(Entries pointing to named objects)
>> Begin

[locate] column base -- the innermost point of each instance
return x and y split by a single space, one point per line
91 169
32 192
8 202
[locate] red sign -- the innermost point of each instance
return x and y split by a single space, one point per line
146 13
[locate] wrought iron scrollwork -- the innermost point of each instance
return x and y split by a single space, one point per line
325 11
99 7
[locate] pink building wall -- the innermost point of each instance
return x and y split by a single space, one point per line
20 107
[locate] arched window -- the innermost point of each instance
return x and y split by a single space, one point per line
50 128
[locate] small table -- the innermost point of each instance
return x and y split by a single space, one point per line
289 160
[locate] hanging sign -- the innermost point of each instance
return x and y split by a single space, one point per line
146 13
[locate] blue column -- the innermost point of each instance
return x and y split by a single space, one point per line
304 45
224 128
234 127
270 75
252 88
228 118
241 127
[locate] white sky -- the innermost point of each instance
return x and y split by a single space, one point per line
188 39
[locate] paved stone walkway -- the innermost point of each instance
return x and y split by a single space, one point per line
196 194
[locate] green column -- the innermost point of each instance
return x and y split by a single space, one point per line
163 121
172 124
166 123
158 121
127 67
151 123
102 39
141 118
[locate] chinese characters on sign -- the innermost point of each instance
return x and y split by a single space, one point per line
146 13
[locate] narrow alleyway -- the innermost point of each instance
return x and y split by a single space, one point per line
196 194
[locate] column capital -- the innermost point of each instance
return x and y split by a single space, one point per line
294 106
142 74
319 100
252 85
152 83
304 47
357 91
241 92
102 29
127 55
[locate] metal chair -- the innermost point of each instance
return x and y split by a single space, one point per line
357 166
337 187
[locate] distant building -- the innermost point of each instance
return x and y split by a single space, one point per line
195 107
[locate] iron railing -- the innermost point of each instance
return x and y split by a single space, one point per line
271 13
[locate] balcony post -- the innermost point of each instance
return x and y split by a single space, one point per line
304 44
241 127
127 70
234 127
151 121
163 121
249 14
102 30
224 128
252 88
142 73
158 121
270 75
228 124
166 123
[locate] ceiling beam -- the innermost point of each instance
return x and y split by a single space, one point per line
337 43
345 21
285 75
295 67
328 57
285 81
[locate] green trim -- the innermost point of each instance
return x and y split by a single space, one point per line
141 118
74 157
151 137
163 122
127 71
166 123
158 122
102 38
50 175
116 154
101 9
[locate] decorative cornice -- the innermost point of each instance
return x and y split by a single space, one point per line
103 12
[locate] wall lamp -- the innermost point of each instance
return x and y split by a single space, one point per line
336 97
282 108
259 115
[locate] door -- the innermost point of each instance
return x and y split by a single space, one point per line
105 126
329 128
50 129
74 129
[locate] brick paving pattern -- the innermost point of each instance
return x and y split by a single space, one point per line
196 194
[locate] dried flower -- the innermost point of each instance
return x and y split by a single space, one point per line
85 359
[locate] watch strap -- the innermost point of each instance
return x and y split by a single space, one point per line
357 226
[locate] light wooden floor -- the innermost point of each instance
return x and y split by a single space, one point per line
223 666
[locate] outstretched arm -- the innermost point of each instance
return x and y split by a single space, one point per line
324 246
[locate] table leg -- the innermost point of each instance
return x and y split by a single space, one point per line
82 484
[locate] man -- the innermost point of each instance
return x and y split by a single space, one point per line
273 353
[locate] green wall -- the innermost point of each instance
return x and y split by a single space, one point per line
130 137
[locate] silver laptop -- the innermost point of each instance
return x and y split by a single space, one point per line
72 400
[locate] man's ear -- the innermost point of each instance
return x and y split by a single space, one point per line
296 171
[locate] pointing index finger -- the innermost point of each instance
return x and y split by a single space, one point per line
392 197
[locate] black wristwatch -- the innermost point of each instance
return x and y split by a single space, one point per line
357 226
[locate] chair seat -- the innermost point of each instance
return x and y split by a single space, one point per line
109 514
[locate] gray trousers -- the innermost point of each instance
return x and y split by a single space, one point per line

>> End

▶ _Problem statement_
Revise all of these lines so that "split by a single space" becomes "separated by one space" wherever it occurs, leaving everything else unchanged.

▶ _Expected output_
[locate] column base -- the innermost point of each instance
return x and y separated by one space, one point per line
91 169
32 192
8 202
[locate] red sign -- the innermost point of each instance
return x and y separated by one space, one point per line
146 13
[locate] wrought iron scrollwork -- the innermost point of each instance
return x and y separated by one space, one point per line
325 11
99 7
[locate] pink building wall -- the innermost point of each instance
return x and y separated by one space, one point per line
20 107
[locate] arched window -- the innermost point of each instance
return x and y separated by one space, one point per line
50 128
[locate] small table -- the innermost point of each instance
return x and y separated by one space, one point per line
289 160
[locate] hanging sign -- the innermost point of each instance
return x and y separated by one space, one point per line
146 13
[locate] blue column -- the innermost point of each instance
return x and y separated by one space, one point per line
304 45
224 128
234 127
270 75
252 88
228 118
241 127
[locate] white sky -- the innermost point of each instance
return x and y separated by one space, one point per line
188 39
[locate] paved stone walkway -- the innermost point of each instance
return x and y separated by one space, one point per line
196 194
[locate] green column -- the innermost point of each instance
return x and y separated by one space, one point per line
163 121
172 124
166 123
158 121
127 67
151 123
102 39
141 118
[locate] chinese characters on sign -- the innermost point of each instance
return x and y separated by one space, one point per line
146 13
[locate] narrow alleyway -- the innermost point of each instance
return x and y separated by one space, one point per line
196 194
[locate] column capital -- the innermost point of each instance
return x and y separated by one space, one point per line
294 106
142 74
319 100
252 85
152 83
304 47
357 91
241 92
102 29
127 55
[locate] metal chair -- the innermost point of each instance
return x and y separated by one space, one point per line
357 166
337 187
[locate] distant building -- the innermost point of each instance
return x and y separated by one space, one point per line
195 107
[locate] iron railing -- the innermost point of each instance
return x and y separated by one space, one point per line
271 13
[locate] balcony post -- the innermost point of each instance
return x and y separated by one space, one point per line
304 44
241 127
127 70
234 127
151 121
163 121
249 14
102 30
224 128
252 88
142 73
158 121
270 75
228 124
166 123
[locate] ceiling beam -- the innermost point of each instance
return x and y separated by one space, one point per line
337 43
345 21
285 75
295 67
328 57
285 81
[locate] green trim -- the innermost point of each instance
return x and y separated by one space, one point per line
141 118
74 157
151 137
163 122
127 71
166 123
158 122
102 38
50 175
116 154
101 9
[locate] decorative cornice -- the innermost point of each instance
return x and y separated by one space, one point per line
103 12
[locate] wall lamp -- the innermost point of each instance
return x and y separated by one space, one point per line
336 97
282 108
259 115
[locate] door -- the innermost point of each instance
return x and y separated by one space, one point per line
105 126
329 128
50 129
74 129
[locate] brick paving pattern -- the innermost point of each instance
return x and y separated by one space, one point per line
196 194
[locate] dried flower -- the innermost point of each instance
return x and y separated by one space, one point per line
85 359
[locate] watch strap -- the innermost point of each instance
return x and y separated by one space, one point per line
357 226
[locate] light wooden floor -- the innermost point of each instance
return x and y separated by one space, one point per line
223 666
[locate] outstretched arm -- the innermost point of each instance
return x and y separated by one space, one point per line
324 246
[locate] table leg -- the innermost point of each instance
return x and y separated by one space, one point per line
82 484
[locate] man -- the innermost point of each instance
return x and y separated by one space, one point per line
273 353
[locate] green wall -- the innermost point of each instance
return x and y separated by one space, one point per line
130 137
[locate] silver laptop -- the innermost point of each instance
return x and y separated by one space, one point per line
72 400
[locate] man's ear -- the innermost point of each instance
return x and y separated by one space, one point per line
296 171
[locate] pointing index finger -- the innermost point of each instance
return x and y separated by one space, one point per line
392 197
[locate] black wristwatch -- the innermost point of each instance
return x and y separated by one space, one point per line
357 226
[locate] chair seat -- the innermost point of each instance
return x and y separated by one space, one point per line
109 514
[locate] gray trousers -- the innermost point of each instance
return x and y separated by one space, one point per line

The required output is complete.